Reproduce all the entries that follow with "marker" swapped for "pin" everywhere it appears, changing nothing else and omitting the pictures.

Information given:
============
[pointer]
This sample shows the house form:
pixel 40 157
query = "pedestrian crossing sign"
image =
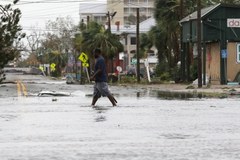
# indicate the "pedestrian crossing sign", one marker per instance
pixel 53 67
pixel 85 65
pixel 83 57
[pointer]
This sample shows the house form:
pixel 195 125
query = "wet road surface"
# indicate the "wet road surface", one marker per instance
pixel 142 127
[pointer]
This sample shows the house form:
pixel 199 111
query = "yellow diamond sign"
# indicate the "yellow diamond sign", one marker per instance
pixel 53 65
pixel 85 65
pixel 83 57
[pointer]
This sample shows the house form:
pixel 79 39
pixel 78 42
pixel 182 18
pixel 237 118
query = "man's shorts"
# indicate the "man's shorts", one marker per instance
pixel 101 89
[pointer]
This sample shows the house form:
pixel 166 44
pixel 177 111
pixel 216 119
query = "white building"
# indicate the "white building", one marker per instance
pixel 95 11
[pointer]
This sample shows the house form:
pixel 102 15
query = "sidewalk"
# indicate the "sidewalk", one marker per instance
pixel 218 91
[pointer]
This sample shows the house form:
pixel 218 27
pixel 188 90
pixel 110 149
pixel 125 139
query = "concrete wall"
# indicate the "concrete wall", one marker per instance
pixel 213 62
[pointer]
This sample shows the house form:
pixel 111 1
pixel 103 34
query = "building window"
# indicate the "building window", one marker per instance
pixel 133 40
pixel 238 53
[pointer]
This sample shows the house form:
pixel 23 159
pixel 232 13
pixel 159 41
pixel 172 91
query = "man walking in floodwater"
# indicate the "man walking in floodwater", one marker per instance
pixel 100 77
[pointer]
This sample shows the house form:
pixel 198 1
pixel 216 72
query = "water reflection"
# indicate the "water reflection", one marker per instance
pixel 179 95
pixel 101 111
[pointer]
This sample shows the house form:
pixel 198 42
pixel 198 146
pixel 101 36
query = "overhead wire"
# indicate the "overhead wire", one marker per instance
pixel 46 13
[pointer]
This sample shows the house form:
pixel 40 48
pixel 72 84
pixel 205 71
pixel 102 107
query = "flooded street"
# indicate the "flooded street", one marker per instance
pixel 141 127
============
Reply:
[pointer]
This sample shows the house form:
pixel 40 157
query = "pedestrian crossing sign"
image =
# indicate the "pedestrian crossing sign", one pin per instance
pixel 53 67
pixel 85 65
pixel 83 57
[pointer]
This sample shows the house form:
pixel 195 125
query = "wet road surface"
# indicate the "wet road surface", one pin per instance
pixel 142 127
[pointer]
This sample shows the house form:
pixel 199 111
query = "yellow diamond sign"
# indicate the "yellow diamond sign", one pin per instance
pixel 53 65
pixel 85 65
pixel 83 57
[pointer]
This sample shows the house form:
pixel 79 39
pixel 78 42
pixel 182 18
pixel 237 118
query = "man's shorts"
# indicate the "man's shorts", one pin per instance
pixel 101 89
[pointer]
This sample shows the house form:
pixel 166 44
pixel 177 111
pixel 216 119
query = "white building"
# indicate the "white building", one pin per instance
pixel 95 11
[pointer]
This sample shows the house form:
pixel 102 15
query = "sidewalk"
# indicate the "sidewalk", one pin per instance
pixel 218 91
[pointer]
This sample shows the house form:
pixel 218 27
pixel 188 90
pixel 110 149
pixel 125 139
query = "concrete wall"
# indicate the "concrete wall", one pin per instance
pixel 213 62
[pointer]
This sample shows the house form:
pixel 111 1
pixel 103 34
query = "building window"
# indicate the "building window", one pin per instance
pixel 133 40
pixel 238 53
[pointer]
This sample shows the house form:
pixel 23 159
pixel 232 13
pixel 159 41
pixel 172 91
query = "man walking in floodwater"
# indicate the "man walking in floodwater", one pin per instance
pixel 100 77
[pointer]
This sample shows the house form:
pixel 198 1
pixel 216 72
query = "water reflection"
# indicate the "water reflection", one pin per instance
pixel 179 95
pixel 101 111
[pointer]
This sample shows the house form:
pixel 198 42
pixel 198 146
pixel 101 36
query = "overhead wire"
# indicate the "overhead wire", one pin per instance
pixel 46 13
[pointer]
This sample shows the house form:
pixel 40 48
pixel 72 84
pixel 205 71
pixel 102 107
query = "flooded street"
# indicate the "flooded street", one pin per instance
pixel 141 127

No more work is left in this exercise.